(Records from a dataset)

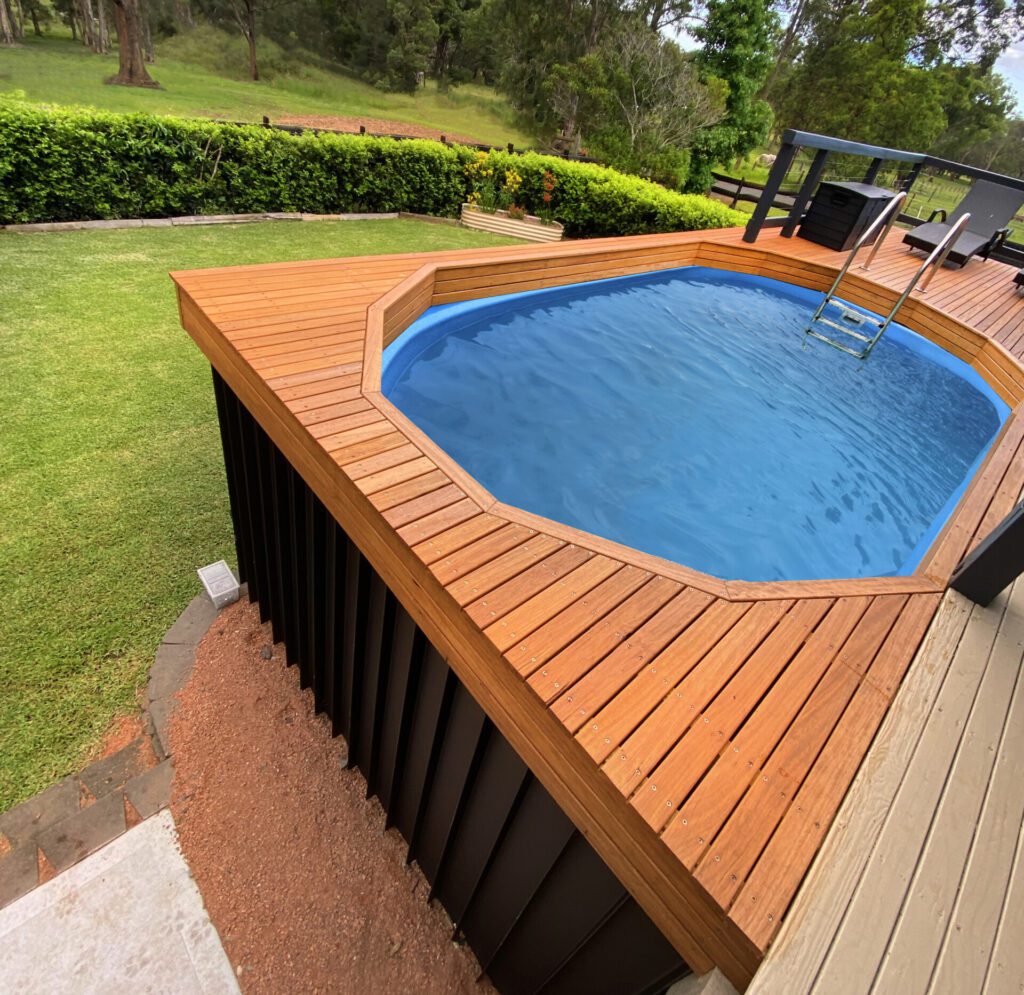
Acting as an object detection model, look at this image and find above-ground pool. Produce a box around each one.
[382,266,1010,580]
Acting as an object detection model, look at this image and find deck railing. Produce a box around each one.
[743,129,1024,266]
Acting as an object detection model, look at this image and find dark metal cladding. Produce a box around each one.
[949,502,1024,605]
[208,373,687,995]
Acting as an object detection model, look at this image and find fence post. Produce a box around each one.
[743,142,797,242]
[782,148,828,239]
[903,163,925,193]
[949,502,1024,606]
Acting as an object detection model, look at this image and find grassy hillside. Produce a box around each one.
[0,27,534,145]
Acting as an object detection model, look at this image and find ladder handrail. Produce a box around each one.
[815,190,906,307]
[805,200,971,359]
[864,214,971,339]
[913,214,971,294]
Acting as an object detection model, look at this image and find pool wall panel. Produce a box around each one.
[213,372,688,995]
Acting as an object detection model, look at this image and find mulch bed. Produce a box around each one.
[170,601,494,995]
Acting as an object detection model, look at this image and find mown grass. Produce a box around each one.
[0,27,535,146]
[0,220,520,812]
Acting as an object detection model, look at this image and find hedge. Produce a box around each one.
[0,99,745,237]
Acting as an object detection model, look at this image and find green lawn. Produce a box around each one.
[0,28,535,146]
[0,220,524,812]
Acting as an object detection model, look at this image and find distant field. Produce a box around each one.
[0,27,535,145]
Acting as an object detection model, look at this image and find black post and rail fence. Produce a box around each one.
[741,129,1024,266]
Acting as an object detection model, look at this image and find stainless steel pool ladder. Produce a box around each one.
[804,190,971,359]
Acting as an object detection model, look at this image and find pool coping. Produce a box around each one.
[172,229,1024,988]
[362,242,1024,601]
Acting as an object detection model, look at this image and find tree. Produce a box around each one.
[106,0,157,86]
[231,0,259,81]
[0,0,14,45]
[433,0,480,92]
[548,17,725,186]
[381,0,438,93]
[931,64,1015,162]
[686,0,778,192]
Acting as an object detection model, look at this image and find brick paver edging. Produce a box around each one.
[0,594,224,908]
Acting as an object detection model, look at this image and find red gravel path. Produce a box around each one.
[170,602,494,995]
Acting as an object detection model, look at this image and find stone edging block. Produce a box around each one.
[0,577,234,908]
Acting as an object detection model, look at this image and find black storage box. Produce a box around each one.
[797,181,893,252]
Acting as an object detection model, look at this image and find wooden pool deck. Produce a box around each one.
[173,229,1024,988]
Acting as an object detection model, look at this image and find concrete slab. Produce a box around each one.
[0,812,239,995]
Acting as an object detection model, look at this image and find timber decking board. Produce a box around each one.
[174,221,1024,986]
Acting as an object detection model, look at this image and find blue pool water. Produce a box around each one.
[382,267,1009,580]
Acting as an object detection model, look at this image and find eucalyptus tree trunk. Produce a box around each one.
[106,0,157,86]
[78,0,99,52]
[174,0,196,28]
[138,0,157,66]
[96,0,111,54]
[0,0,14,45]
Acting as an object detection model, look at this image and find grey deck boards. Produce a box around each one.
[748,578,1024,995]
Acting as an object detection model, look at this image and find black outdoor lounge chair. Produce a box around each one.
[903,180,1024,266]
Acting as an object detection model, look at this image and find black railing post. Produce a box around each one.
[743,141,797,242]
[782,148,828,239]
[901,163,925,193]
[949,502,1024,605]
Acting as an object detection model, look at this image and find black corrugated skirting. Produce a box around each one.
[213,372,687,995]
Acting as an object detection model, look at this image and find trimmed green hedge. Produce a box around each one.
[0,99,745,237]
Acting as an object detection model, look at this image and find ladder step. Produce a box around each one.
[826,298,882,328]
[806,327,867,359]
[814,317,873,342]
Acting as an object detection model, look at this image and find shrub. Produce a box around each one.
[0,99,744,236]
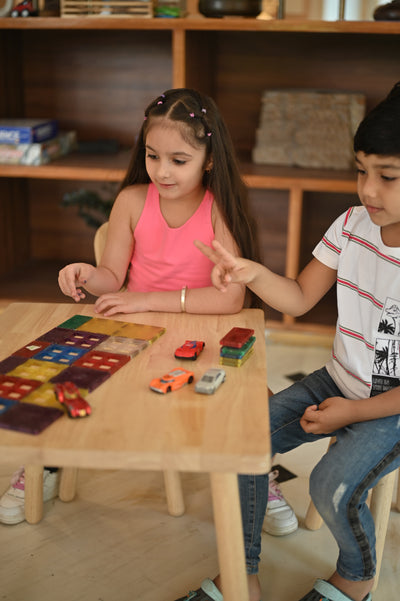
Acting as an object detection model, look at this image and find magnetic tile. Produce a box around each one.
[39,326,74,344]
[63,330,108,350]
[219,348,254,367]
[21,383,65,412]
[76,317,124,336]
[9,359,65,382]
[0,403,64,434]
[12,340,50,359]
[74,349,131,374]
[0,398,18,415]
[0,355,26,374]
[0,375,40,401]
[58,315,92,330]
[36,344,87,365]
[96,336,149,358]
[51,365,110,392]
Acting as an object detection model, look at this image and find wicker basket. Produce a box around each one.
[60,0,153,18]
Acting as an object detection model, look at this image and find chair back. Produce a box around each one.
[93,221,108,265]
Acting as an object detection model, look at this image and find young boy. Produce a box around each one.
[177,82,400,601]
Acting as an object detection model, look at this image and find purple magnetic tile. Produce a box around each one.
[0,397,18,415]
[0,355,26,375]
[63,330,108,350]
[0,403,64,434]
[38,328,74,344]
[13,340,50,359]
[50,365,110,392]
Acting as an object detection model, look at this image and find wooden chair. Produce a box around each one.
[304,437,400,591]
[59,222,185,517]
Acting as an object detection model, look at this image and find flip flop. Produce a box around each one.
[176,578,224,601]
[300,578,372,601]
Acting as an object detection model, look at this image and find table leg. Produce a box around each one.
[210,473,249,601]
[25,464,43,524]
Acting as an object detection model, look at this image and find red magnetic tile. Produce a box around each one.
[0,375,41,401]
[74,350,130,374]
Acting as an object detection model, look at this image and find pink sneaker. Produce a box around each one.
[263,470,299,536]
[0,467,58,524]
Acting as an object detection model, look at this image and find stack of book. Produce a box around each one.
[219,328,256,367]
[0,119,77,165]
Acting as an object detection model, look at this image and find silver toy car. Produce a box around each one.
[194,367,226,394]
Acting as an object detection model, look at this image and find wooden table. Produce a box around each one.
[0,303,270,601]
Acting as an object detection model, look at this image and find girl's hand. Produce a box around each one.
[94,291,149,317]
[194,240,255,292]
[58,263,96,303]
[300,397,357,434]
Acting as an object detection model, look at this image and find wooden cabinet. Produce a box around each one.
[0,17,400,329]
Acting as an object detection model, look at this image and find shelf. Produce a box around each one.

▶ _Exercise directions_: Rewrite all of the material above, switching "object detection model" to "image annotator" everywhere and keeping every other part unchanged. Omit the pictures from your answer.

▶ _Answer_:
Acting as an image annotator, look at this image and find above-ground pool. Produce a box around each one.
[382,266,1010,580]
Acting as an image annotator, look at this image and find deck railing. Produce a box around each one.
[743,129,1024,266]
Acting as an image annotator, look at this image and find dark metal cladding. Produce a box around each one.
[949,502,1024,605]
[208,373,687,995]
Acting as an image annotator, look at this image and find fence post. Produce a box around each one.
[743,142,797,242]
[782,148,828,239]
[903,163,925,193]
[949,502,1024,606]
Acting as an image annotator, look at this image and find grassy hillside. Produce a box around each one.
[0,27,534,145]
Acting as an image annotator, look at this image and find ladder handrail. Produce a box around each one.
[815,190,906,307]
[805,200,971,359]
[864,214,971,339]
[913,214,971,294]
Acting as an image annotator, look at this image and find pool wall panel. Produce a box around each one.
[213,372,688,995]
Acting as an image annotator, look at this image and find mulch bed. Produce a box around each one.
[170,601,494,995]
Acting as an image annotator, look at this image and find mown grass. Produce a box around each one.
[0,27,535,146]
[0,220,520,812]
Acting as an image annotator, look at this image and find hedge. Produce a box around each one.
[0,99,745,237]
Acting as an image annotator, look at this image and find green lawn. Produce a box around each one.
[0,28,535,146]
[0,220,524,812]
Acting as an image annotator, look at this image and find distant field. Produce a box around each one.
[0,27,535,145]
Acting as an image annotator, look at this image and find black post and rail fence. Produce a box around each one.
[741,129,1024,266]
Acting as an image annotator, look at this image and find stainless steel pool ladder. Produce a box around each one.
[804,190,971,359]
Acting as an image annotator, look at this image and find pool coping. Produce a box around each one.
[172,229,1024,988]
[362,242,1024,601]
Acting as an image annotator, look at this image and find tree. Produce a box around each one.
[106,0,157,86]
[231,0,259,81]
[0,0,14,45]
[433,0,480,92]
[548,17,725,186]
[381,0,438,93]
[931,64,1015,162]
[686,0,778,192]
Acting as an image annotator, look at this image and find brick paver edging. Produce a box around each one.
[0,594,224,908]
Acting as an image annotator, look at this image and find red gravel path. Produce a box around each one.
[170,602,494,995]
Acting as an image annotator, look at this image and find stone edging block. Produce a box around each one.
[0,577,234,908]
Acting as an image annotator, look at this image and find black storage box. Produce a box around each one.
[797,181,893,252]
Acting as an image annotator, look at this image and find wooden pool deck. Produce a box around each one.
[173,229,1024,988]
Acting as an image annotator, look at this image and find concrete slab. Produce a box around each one.
[0,812,239,995]
Acting as an image annotator, look at this image and find timber decking board. Produce a box around each one.
[174,221,1024,986]
Acting as an image annotator, look at this image and find blue pool water. Produce a box around each one.
[382,267,1009,580]
Acting as an image annotator, look at this image and find eucalyptus tree trunk. Produce a box around each one.
[106,0,157,86]
[78,0,99,52]
[174,0,196,28]
[138,0,157,66]
[96,0,111,54]
[0,0,14,45]
Acting as an image annotator, look at this image and find grey deck boards. Produce a box around each one.
[748,578,1024,995]
Acting as an image annotator, look at this image and find black outdoor lounge chair. Produce a box around each one.
[903,180,1024,266]
Acting as an image annotator, look at this image and find black railing post. Produce a box around each one.
[743,141,797,242]
[782,148,828,239]
[901,163,925,193]
[949,502,1024,605]
Acting as an image annotator, look at this image and find black corrugated skirting. Produce a box around each one.
[213,372,687,995]
Acting as an image annotator, look at this image and find trimmed green hedge. Produce a box around each one.
[0,99,745,237]
Acting as an image annotator, look at this image and find ladder step. Produce a box around each one.
[826,298,882,328]
[806,327,867,359]
[814,317,873,342]
Acting as an image annotator, look at this image and find shrub. Produce a box around each one.
[0,99,744,236]
Acting as an image annotator, look at this image and find magnetic tile. Produce a box around each one.
[39,326,74,344]
[63,330,108,350]
[219,348,254,367]
[21,383,65,412]
[76,317,124,336]
[9,359,65,382]
[0,403,64,434]
[12,340,50,359]
[74,349,131,374]
[0,398,18,415]
[0,355,26,374]
[0,375,40,401]
[58,315,92,330]
[36,344,87,365]
[96,336,149,358]
[51,365,110,392]
Acting as an image annotator, look at this image and find wicker basket. Produce a box around each one.
[60,0,153,18]
Acting as an image annotator, look at this image and find chair back. Produce a box around each one.
[93,221,108,265]
Acting as an image annotator, look at this image and find young boy. Produce a box around each one.
[177,82,400,601]
Acting as an image annotator, look at this image and find purple magnetic tile. Produce a box around each one.
[0,397,18,415]
[0,355,26,375]
[63,330,108,350]
[0,403,64,434]
[38,328,74,344]
[13,340,50,359]
[50,365,110,392]
Acting as an image annotator, look at this image and find wooden chair. Produce a box around each one.
[304,437,400,591]
[59,222,185,517]
Acting as an image annotator, look at this image and find flip flop. Produce a box around each one.
[176,578,224,601]
[300,578,372,601]
Acting as an image annotator, look at this image and find table leg. Produce a box around each one.
[210,473,249,601]
[25,464,43,524]
Acting as an image annotator, look at this image and find red magnetic tile. Produce a box around each one.
[0,375,41,401]
[74,350,130,374]
Acting as an image annotator, look at this image and find pink sneaker. Produce a box around each one.
[263,470,299,536]
[0,467,58,524]
Acting as an image annotator, look at this image and find stack of book. Produce a box around each one.
[219,328,256,367]
[0,119,77,165]
Acting as an image annotator, look at this image and find silver toy car. Produce a box around each one.
[194,367,226,394]
Acting as an image annotator, look at this image and find wooden table. Produce a box around each one.
[0,303,270,601]
Acting as an image annotator, look at this image and find girl's hand. Produce a box around each one.
[94,291,149,317]
[194,240,255,292]
[58,263,96,303]
[300,397,357,434]
Acting as an image annotator, look at this image and find wooden cabinet. Produce a box around each one.
[0,17,400,329]
Acting as an image annotator, look at this image and find shelf. Produce a box around each one.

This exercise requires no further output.